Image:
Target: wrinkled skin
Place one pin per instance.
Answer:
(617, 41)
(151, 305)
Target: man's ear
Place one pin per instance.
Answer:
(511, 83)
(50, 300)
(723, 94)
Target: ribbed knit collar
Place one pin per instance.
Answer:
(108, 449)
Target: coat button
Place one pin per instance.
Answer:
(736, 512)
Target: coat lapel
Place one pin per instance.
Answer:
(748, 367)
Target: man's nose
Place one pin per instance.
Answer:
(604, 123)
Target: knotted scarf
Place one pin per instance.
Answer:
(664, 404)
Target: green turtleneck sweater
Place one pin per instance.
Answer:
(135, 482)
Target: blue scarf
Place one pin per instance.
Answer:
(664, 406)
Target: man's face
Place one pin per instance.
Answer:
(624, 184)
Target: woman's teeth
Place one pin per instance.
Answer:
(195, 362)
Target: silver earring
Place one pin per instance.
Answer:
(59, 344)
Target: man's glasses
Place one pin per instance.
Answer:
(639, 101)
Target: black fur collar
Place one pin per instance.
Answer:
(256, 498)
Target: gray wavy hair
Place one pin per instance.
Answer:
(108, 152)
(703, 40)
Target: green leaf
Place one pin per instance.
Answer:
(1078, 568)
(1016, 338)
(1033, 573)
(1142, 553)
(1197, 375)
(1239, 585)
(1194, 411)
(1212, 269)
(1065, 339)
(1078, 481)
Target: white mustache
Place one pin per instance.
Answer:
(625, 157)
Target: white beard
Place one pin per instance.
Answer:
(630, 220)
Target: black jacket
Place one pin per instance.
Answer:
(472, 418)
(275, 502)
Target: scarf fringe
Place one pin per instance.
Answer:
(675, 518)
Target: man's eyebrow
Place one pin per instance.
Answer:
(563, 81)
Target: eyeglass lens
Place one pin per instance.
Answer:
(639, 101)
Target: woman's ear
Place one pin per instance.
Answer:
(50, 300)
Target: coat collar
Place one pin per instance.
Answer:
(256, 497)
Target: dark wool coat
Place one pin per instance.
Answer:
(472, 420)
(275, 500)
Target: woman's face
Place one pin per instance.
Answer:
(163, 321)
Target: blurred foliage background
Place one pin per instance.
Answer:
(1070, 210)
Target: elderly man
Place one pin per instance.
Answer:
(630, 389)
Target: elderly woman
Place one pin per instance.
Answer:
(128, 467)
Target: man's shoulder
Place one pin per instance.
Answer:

# # # #

ACTIVITY |
Count the lines of the data that include the string "black", and give only that number.

RESULT OF THIS EXERCISE |
2